Directions. Please gather each line of the records below that contains the word "floral" and copy those lines unchanged. Matches must have the same case.

Given records.
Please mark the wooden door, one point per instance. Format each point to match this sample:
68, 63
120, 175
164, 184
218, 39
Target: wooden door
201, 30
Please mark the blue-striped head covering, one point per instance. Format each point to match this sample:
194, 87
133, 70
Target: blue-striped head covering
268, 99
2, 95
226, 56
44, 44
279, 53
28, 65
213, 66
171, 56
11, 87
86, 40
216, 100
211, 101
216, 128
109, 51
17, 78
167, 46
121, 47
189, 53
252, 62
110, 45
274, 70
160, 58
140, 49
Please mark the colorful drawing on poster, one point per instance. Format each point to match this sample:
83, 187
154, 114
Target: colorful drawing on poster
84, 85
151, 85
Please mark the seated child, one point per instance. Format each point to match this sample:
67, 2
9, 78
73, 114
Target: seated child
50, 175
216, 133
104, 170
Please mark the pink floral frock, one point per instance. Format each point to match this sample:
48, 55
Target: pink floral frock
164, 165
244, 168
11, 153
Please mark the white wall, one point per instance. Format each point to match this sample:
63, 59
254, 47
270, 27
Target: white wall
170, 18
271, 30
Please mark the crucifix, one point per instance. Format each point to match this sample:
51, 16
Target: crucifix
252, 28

==

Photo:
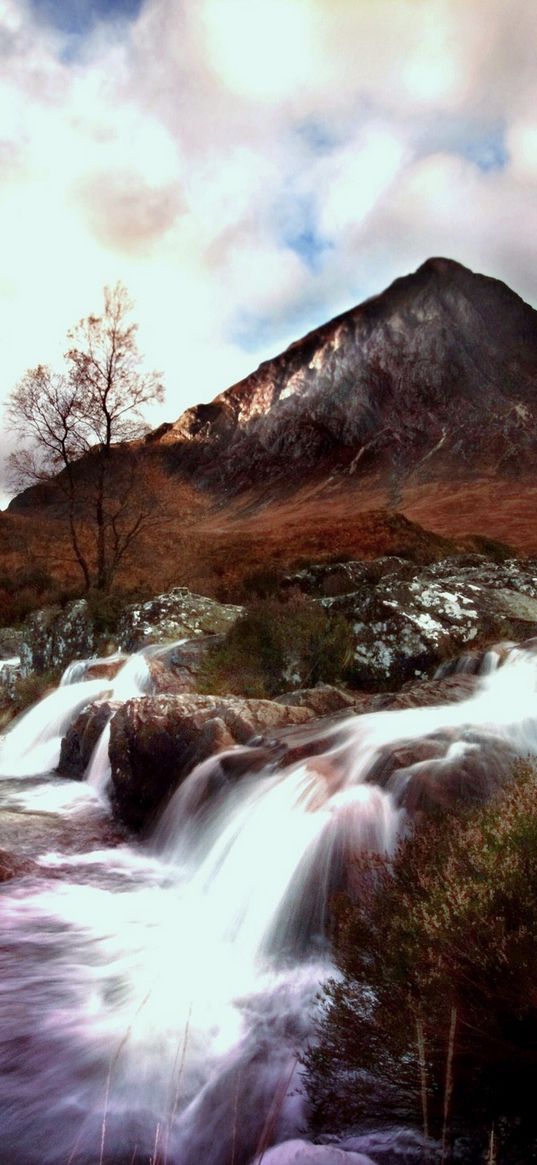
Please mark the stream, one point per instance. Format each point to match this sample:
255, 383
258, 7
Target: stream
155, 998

The answer.
Please mark the pink floral frock, one point per instance. Format each point to match this sample:
Target: pink floral frock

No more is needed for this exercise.